-------- Supplied entries --------

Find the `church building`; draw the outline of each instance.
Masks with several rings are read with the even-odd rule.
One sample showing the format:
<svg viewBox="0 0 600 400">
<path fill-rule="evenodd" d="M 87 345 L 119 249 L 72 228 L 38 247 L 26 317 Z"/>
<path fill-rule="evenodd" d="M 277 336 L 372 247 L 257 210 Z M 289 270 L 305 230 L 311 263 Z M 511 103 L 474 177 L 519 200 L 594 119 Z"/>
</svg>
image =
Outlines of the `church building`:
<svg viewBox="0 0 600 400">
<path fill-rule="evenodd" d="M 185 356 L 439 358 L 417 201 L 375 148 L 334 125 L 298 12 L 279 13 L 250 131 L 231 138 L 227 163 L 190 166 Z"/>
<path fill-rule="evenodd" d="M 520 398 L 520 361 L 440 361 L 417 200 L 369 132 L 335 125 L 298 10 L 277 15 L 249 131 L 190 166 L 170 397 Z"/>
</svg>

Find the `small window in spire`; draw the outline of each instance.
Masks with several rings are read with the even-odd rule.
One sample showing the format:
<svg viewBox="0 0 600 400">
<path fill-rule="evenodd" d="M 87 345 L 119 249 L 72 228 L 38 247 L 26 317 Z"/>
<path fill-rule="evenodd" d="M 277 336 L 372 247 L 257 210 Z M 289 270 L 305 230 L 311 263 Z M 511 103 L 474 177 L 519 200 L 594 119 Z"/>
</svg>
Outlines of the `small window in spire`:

--------

Retype the records above in full, with no differences.

Find the `church building`; draw the outline of each instance.
Masks with several rings are read with the even-odd rule.
One sample showing the format:
<svg viewBox="0 0 600 400">
<path fill-rule="evenodd" d="M 87 345 L 119 249 L 72 228 L 38 247 L 26 317 Z"/>
<path fill-rule="evenodd" d="M 277 336 L 372 247 L 257 210 Z M 289 270 L 305 230 L 311 263 Z M 511 103 L 474 177 L 519 200 L 594 119 Z"/>
</svg>
image =
Outlines of the `church building`:
<svg viewBox="0 0 600 400">
<path fill-rule="evenodd" d="M 185 356 L 439 358 L 417 201 L 375 148 L 334 125 L 298 12 L 279 13 L 250 131 L 231 138 L 227 163 L 190 166 Z"/>
<path fill-rule="evenodd" d="M 520 398 L 520 361 L 440 361 L 417 200 L 369 132 L 335 125 L 298 10 L 277 15 L 249 131 L 190 166 L 170 397 Z"/>
</svg>

Find the `small window in spire`; draw the outline of each instance.
Masks with several rings are read with the even-odd rule.
One sample showing the format:
<svg viewBox="0 0 600 400">
<path fill-rule="evenodd" d="M 87 345 L 119 249 L 72 228 L 38 247 L 26 317 Z"/>
<path fill-rule="evenodd" d="M 277 336 L 372 247 L 257 210 Z M 289 270 L 305 230 L 311 263 Z M 511 103 L 474 177 L 519 200 L 594 119 Z"/>
</svg>
Outlines of the `small window in spire`:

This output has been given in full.